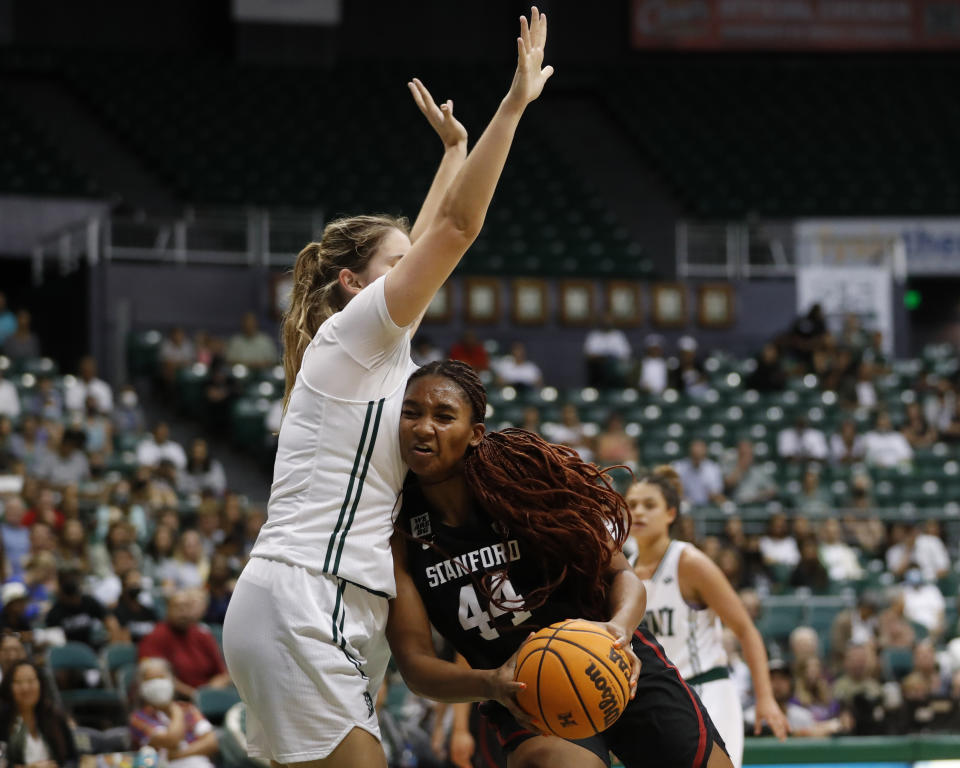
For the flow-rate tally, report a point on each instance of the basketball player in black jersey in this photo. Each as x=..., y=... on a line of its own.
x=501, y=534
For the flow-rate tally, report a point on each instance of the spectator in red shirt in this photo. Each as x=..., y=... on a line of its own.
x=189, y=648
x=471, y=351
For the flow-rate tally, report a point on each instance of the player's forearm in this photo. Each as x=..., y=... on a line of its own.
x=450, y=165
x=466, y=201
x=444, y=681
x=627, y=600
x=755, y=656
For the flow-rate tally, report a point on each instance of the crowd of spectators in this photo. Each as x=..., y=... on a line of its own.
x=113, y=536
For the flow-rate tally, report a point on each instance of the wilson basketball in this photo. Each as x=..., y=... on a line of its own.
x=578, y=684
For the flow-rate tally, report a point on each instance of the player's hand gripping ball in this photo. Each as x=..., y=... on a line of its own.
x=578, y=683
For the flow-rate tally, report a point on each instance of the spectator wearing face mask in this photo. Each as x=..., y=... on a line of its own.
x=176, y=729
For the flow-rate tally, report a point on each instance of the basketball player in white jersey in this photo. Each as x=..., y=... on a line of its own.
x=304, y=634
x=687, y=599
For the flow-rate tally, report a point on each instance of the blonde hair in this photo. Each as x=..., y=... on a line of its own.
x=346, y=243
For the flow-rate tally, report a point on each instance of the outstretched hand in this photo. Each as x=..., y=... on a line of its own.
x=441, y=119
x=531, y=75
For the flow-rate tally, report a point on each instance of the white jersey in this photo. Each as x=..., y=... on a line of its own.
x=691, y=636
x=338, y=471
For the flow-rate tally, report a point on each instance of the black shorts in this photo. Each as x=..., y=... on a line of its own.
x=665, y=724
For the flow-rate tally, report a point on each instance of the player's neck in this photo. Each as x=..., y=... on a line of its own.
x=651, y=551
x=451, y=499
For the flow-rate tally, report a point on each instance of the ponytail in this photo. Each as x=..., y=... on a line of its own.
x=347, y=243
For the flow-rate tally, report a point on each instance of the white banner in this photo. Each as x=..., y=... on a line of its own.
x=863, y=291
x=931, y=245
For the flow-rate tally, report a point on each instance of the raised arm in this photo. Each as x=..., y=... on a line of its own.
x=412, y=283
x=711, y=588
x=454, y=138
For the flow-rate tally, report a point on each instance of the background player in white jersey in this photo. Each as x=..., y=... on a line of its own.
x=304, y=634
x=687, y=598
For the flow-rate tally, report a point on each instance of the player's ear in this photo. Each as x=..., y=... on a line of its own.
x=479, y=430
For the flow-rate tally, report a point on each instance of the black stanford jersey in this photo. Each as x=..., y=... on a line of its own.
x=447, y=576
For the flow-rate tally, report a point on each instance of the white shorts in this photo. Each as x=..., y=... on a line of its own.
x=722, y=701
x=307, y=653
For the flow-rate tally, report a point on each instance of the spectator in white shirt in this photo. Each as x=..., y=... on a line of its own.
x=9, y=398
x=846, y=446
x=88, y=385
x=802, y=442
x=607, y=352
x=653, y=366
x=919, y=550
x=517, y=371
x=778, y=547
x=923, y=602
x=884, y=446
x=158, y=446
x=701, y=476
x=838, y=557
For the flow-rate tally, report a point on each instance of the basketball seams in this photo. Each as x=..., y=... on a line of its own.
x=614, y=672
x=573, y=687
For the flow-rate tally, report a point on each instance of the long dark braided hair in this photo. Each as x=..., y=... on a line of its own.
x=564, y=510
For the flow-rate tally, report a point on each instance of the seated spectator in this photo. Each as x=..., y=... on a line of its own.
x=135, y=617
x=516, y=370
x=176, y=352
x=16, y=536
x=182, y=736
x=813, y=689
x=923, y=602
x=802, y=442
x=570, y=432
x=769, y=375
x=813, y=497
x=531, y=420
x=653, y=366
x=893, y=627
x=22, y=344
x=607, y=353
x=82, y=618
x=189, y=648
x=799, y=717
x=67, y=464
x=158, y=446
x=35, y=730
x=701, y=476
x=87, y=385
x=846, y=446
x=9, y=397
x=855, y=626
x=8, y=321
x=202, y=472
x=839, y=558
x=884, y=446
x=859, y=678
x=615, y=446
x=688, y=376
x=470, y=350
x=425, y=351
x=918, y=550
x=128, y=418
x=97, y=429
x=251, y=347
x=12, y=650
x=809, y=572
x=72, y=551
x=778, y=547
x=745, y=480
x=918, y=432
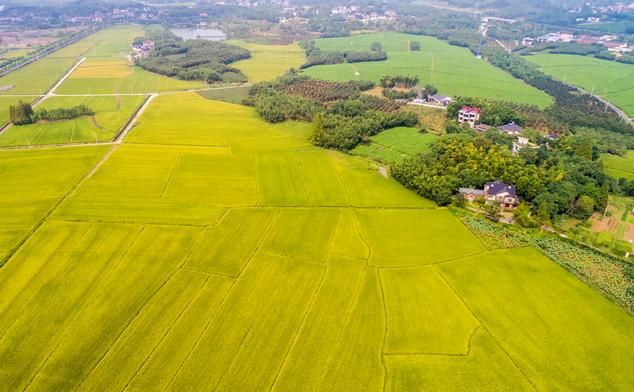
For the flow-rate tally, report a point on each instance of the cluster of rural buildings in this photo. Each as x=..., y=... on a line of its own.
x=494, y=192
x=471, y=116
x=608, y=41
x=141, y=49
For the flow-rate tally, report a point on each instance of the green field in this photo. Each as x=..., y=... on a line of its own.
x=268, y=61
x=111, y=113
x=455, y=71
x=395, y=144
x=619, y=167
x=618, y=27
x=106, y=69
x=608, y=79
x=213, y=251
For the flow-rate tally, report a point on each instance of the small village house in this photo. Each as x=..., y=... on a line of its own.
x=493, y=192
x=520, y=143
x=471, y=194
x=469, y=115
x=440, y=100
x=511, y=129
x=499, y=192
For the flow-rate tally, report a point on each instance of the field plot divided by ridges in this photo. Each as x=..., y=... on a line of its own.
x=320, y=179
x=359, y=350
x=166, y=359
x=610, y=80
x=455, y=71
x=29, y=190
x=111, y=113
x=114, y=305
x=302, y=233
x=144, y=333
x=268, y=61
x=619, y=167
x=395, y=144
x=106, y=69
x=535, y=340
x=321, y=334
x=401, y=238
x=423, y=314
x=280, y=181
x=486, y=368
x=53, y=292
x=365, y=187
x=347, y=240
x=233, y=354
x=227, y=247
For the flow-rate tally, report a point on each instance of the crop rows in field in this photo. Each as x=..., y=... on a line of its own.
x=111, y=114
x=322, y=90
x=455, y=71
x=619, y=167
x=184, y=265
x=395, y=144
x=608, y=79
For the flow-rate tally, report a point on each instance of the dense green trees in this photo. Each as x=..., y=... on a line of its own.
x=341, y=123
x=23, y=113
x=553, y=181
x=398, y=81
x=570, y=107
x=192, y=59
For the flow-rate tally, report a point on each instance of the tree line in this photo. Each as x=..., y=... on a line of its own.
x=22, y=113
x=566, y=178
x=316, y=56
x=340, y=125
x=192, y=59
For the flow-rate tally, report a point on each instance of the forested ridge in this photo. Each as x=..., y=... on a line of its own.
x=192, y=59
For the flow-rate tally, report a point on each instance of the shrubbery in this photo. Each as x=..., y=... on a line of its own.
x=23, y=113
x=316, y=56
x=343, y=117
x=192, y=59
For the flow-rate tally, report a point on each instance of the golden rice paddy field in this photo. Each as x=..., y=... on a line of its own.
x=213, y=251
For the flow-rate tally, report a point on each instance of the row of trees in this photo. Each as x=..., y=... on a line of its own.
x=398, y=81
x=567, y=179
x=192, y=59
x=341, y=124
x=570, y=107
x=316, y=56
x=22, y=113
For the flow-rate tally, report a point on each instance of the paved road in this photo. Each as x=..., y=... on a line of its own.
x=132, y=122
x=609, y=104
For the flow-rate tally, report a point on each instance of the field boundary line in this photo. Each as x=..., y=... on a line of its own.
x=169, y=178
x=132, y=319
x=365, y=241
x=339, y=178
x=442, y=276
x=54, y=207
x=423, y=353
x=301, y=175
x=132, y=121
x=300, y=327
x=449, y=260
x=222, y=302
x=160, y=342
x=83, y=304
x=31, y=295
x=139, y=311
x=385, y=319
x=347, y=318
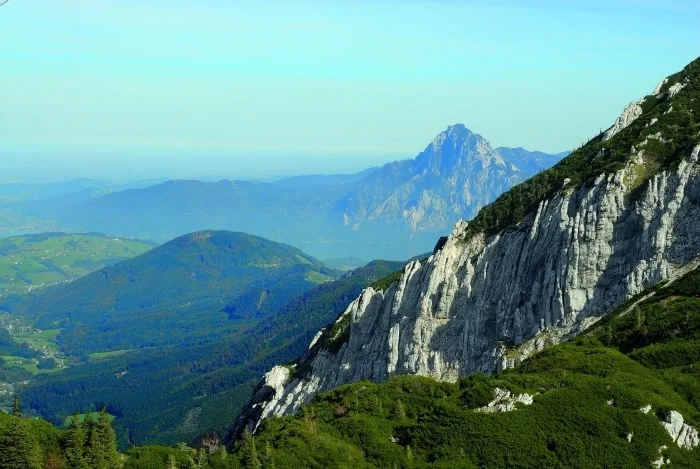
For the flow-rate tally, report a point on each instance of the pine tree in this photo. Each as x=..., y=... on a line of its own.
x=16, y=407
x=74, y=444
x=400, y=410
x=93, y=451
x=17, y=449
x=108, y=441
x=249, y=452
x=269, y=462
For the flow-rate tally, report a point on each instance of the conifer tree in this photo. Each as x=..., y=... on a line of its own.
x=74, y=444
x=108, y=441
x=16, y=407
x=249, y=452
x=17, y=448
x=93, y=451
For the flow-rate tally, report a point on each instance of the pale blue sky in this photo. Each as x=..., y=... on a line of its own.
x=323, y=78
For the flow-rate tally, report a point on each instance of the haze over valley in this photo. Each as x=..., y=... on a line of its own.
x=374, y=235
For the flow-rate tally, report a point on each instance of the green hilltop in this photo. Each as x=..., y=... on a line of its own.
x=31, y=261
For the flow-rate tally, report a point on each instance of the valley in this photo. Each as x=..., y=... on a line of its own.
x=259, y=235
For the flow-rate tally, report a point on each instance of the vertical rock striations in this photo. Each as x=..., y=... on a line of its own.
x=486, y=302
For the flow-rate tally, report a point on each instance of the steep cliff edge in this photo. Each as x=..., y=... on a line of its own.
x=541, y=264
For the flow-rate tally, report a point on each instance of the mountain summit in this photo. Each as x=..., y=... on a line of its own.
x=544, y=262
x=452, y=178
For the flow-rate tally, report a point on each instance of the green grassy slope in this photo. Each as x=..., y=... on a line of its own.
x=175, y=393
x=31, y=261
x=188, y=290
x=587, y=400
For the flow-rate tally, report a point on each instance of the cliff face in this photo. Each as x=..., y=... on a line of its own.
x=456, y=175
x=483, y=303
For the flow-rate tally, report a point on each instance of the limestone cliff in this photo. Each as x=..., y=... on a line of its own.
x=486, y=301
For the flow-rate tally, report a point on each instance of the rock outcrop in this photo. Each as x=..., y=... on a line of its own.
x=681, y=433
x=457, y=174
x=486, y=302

* * *

# [TO DO]
Lay out the lines above as a numbered list, starting at the line that contains "spectator in red" and ending after the line that contains "x=346, y=243", with both of those lines included. Leave out any blank lines.

# [TASK RESPONSE]
1. For the flow-rate tally, report a point on each instance of the spectator in red shirt in this photo. Each as x=..., y=... on a line of its own.
2. x=189, y=648
3. x=471, y=351
4. For the flow-rate tally, report a point on each instance of the player's forearm in this photo. Each as x=..., y=... on a line of its own.
5. x=450, y=165
6. x=466, y=201
7. x=444, y=681
8. x=627, y=600
9. x=755, y=656
10. For the flow-rate tally, report a point on each instance of the crowd of spectators in this photo. Each as x=..., y=... on a line of its own.
11. x=113, y=536
12. For the flow-rate tally, report a point on each instance of the wilson basketball in this photo. Each as x=..., y=... on a line of its own.
13. x=578, y=684
14. For the flow-rate tally, report a point on each instance of the player's hand gripping ball in this photo. Each as x=..., y=... on a line of its own.
15. x=578, y=683
16. For the flow-rate tally, report a point on each instance of the spectator wearing face mask in this photo. Each as x=..., y=... on a line of its own.
17. x=176, y=729
18. For the flow-rate tally, report a point on each instance of the basketball player in white jersey in this photo. Each as x=..., y=... on a line of its own.
19. x=304, y=634
20. x=687, y=599
21. For the flow-rate tally, report a point on each instance of the blonde hair in this photo. Each as x=..., y=... on a line of its own.
22. x=346, y=243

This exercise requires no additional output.